■ **Given passage**
- - - - - - -

Automation, cloning, dbaas, em12c, private cloud, snap clone

[This is a repost of my original blog on Oracle blog from about a year ago.]

Lets look at a relatively new feature in EM that has generated significant interest in a very short time – EM 12c DBaaS Snap Clone.

The ‘Oracle Cloud Management Pack for Oracle Database’ a.k.a
the Database as a Service (DBaaS) feature in EM 12c has grown tremendously
since its release two years ago.  It started with basic single instance and RAC database provisioning, a technical service catalog, an out of box self service portal, metering and chargeback, etc. But since then we have added provisioning of schemas and pluggable databases, add/remove of Dataguard standby databases, full clones using RMAN backups, and Snap Clone. This video showcases the various EM12c DBaaS features.

This blog will cover one of the most exciting and popular features – Snap Clone. In one line, Snap Clone is a self service approach to creating rapid and space
efficient clones of large (~TB) databases.

Self Service – empowers the end users (developers, testers, data analysts, etc) to get access to database clones whenever they need it.
Rapid – implies the time it takes to clone the database. This is in minutes and not hours, days, or weeks.
Space Efficient – represents the significant reduction in storage (>90%) required for cloning databases

Customer Scenario

To best explain the benefits of Snap Clone, let’s look at a Banking customer scenario:

• 5 production databases total 30 TB of storage
• All 5 production databases have a standby
• Clones of the production database are required for data analysis and reporting
• 6 total clones across different teams every quarter
• For security reasons, sensitive data has to be masked prior to cloning

Based on the above scenario, the storage required, if using traditional cloning techniques, can be calculated as follows:

5 Prod DB                  = 30 TB
5 Standby DB            = 30 TB
5 Masked DB             = 30 TB (These will be used for creating clones)
6 Clones (6 * 30 TB) = 180 TB
——————
Total                           = 270 TB
Time = days to weeks

As the numbers indicate, this is quite horrible. Not only 30 TB turn into 270 TB, creating 6 clones of all production databases would take forever. In addition to this, there are other issues with data cloning like:

• Lack of automation. Scripts are good but often not a long term solution.
• Traditional cloning techniques are slow while, existing storage vendor solutions are DBA unfriendly
• Data explosion often outpaces storage capacity and hurts ITs ability to provide clones for dev and testing
• Archaic processes that require multiple users to share a single clone, or only supports fixed refresh cycles
• Different priorities between DBAs and Storage admins

Snap Clone to the Rescue

All of the above issues lead to slow turnaround times, and users have to wait for days and weeks to get access to their databases. Basically, we end up with competing priorities and requirements, where the user demands self service access, rapid cloning, and the ability to revert data changes, while IT demands standardization, better control, reduction in storage and administrative overhead, better visibility into the database stack, etc.

- - - - - - -

■ **Record list**

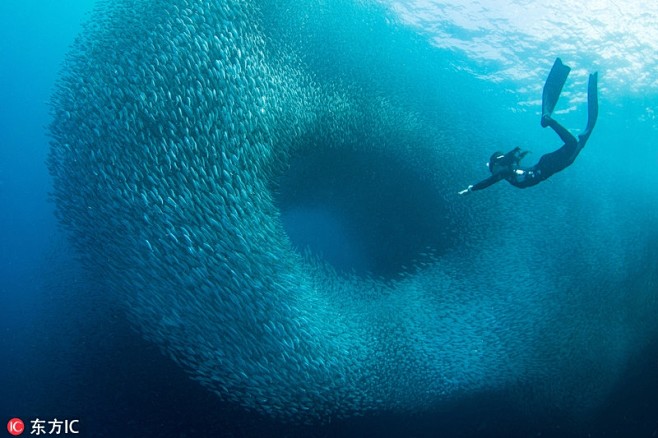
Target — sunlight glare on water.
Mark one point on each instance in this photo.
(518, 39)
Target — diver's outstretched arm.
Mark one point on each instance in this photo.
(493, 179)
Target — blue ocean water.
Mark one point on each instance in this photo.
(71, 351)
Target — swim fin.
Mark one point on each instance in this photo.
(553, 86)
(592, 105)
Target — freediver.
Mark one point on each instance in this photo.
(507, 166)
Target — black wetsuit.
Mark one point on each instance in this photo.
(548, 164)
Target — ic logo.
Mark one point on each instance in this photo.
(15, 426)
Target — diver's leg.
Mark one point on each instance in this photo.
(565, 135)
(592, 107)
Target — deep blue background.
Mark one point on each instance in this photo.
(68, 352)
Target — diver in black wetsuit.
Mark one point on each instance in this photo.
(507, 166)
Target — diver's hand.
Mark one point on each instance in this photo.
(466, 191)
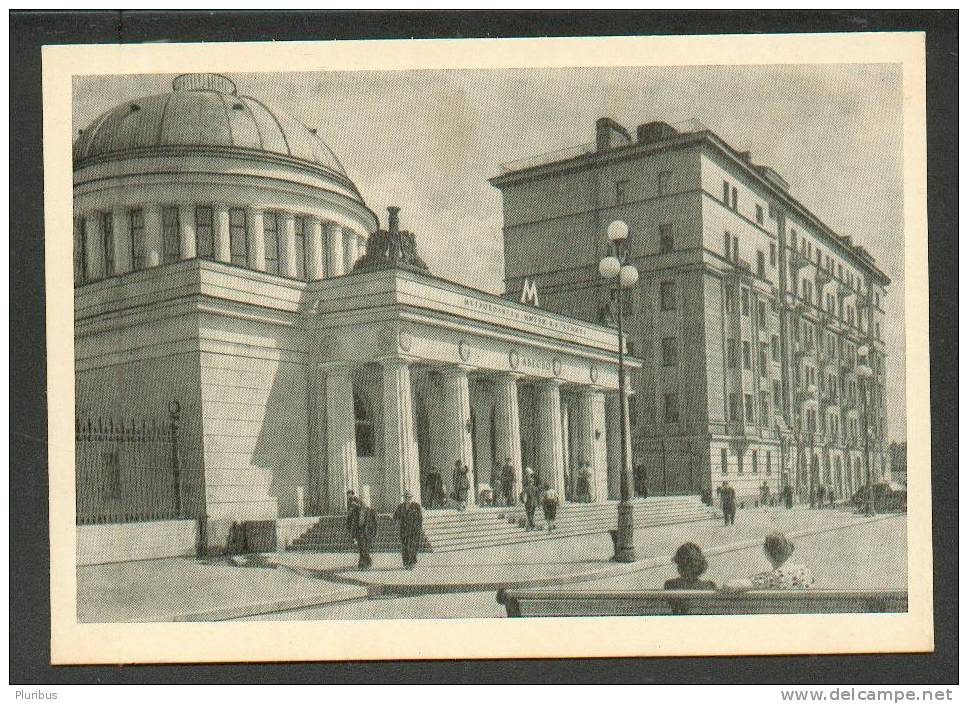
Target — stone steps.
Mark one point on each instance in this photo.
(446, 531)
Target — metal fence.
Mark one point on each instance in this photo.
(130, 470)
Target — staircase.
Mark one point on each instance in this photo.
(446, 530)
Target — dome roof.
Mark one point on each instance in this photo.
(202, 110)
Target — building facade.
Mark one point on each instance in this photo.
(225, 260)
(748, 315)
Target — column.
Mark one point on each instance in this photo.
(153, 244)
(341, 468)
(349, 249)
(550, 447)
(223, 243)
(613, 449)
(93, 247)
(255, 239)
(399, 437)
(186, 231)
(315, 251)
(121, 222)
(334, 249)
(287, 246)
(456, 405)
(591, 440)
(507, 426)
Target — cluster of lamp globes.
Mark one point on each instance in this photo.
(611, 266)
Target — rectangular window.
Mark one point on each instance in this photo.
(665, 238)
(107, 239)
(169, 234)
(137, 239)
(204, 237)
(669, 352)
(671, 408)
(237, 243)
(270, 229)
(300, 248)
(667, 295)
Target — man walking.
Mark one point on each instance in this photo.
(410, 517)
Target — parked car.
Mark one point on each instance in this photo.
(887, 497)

- - - - - - -

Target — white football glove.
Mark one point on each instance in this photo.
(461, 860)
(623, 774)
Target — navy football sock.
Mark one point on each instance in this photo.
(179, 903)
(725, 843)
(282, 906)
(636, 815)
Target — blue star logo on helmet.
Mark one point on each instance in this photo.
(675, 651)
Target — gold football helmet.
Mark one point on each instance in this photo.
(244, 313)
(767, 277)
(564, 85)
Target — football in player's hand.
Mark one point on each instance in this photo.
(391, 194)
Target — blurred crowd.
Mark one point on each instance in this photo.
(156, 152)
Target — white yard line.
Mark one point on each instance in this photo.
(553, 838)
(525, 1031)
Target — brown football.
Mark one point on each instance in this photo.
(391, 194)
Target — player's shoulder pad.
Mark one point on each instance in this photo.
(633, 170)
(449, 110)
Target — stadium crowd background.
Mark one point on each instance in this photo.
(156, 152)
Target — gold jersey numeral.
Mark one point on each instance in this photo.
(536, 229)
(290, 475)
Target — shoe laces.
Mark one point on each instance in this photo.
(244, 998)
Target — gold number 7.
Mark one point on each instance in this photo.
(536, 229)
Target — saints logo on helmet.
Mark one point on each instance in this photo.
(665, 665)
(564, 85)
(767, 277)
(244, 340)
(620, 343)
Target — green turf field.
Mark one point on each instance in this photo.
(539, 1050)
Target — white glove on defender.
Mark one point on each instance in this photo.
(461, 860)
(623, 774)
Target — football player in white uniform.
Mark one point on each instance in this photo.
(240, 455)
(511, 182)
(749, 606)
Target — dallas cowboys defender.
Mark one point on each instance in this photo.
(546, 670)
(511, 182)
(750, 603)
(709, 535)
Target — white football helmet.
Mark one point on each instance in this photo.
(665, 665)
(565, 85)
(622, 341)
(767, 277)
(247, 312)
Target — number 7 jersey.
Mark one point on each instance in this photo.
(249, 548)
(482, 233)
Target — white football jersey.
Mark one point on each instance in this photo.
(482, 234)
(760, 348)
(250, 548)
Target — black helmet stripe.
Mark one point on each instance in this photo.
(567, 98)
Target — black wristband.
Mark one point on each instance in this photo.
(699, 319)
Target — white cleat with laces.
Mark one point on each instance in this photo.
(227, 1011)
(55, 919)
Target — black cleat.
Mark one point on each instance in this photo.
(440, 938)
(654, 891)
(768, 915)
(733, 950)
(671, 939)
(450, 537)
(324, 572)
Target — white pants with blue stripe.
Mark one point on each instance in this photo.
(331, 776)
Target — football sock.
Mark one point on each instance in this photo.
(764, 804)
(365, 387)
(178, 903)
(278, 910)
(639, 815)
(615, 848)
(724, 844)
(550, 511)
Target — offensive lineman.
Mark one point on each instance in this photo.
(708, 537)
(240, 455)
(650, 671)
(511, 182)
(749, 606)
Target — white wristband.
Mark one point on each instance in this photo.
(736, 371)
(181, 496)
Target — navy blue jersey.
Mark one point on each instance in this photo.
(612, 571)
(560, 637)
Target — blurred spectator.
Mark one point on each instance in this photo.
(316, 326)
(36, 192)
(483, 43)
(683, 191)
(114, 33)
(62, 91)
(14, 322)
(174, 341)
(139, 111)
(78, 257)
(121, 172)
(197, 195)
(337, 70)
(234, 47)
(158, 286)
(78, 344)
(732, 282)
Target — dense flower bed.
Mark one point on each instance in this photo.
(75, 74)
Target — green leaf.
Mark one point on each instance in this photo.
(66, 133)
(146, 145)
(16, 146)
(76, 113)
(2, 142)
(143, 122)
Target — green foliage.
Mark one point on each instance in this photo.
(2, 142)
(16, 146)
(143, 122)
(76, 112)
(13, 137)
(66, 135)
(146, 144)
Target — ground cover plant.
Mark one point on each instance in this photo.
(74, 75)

- - - - - - -

■ **Directions for this task**
In the blog post on EM 12c Snap Clone, what total storage would the banking customer need with traditional cloning techniques?

■ **Full output**
270 TB